Exercise task:
Copy the entries below word for word, starting at the line with "locate the slice" and continuing through the final line, with both included.

Dataset:
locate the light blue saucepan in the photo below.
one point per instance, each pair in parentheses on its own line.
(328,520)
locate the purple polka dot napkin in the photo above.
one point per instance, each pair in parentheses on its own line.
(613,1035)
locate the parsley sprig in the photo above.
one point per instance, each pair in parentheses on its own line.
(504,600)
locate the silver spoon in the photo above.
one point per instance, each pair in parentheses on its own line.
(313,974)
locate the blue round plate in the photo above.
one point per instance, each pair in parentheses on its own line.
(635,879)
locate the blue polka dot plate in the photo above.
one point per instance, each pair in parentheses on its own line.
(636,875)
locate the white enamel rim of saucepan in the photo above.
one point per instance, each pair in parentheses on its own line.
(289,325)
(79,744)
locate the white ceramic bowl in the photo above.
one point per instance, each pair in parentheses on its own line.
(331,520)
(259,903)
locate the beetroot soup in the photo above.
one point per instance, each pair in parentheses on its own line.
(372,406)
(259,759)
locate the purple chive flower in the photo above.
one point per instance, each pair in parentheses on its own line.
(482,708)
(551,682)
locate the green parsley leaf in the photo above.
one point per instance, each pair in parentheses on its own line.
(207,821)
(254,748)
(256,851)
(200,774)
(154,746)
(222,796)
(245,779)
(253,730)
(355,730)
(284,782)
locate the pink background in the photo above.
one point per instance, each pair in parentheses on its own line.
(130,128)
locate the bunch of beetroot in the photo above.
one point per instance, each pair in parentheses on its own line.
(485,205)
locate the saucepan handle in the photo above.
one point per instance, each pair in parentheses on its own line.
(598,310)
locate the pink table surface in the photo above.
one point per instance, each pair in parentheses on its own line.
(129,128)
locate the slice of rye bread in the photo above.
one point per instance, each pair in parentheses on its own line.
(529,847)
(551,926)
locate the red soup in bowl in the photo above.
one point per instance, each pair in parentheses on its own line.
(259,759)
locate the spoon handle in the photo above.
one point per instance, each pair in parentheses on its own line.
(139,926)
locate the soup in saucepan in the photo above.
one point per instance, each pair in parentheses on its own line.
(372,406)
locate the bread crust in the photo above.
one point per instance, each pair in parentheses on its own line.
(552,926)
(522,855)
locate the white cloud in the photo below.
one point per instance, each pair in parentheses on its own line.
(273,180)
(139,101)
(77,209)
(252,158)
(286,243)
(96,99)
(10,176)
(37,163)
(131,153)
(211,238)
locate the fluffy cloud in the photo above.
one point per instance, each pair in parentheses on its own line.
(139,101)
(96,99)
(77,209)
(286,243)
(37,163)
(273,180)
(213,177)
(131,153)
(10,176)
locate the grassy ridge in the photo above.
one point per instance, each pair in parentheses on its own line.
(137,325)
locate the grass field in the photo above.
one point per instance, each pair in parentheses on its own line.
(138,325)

Reply to the exercise:
locate the slice of rye bread in the photo above.
one point per instance, each pair in parentheses on its own line.
(529,847)
(551,926)
locate the red soup in bowl in the photo above.
one point per instance, each pair in parentheses on its own line.
(259,759)
locate the spoon handle in the photo above.
one point per instance, each pair in parentheses on its own line.
(139,926)
locate the soup in saucepan in the photo above.
one point per instance, each pair in parentheses on its own line.
(372,406)
locate the bread crust in the photo above.
one point per instance, each pair in parentheses on its own line.
(552,926)
(522,855)
locate the white cloud in the photo below.
one point per instance, each pair in parentheses on its own line.
(273,180)
(139,101)
(77,209)
(252,158)
(286,243)
(96,99)
(10,176)
(37,163)
(131,153)
(211,238)
locate the fluffy cloud in the photo above.
one point per instance, each pair in parentheses on its own line.
(139,101)
(96,99)
(77,209)
(286,243)
(37,163)
(273,180)
(213,177)
(131,153)
(10,176)
locate the grassy ridge in the photo above.
one point per instance, each pair in parentheses on its own line.
(137,325)
locate the grass field in the photo above.
one point per instance, each pair in parentheses on its own line.
(138,325)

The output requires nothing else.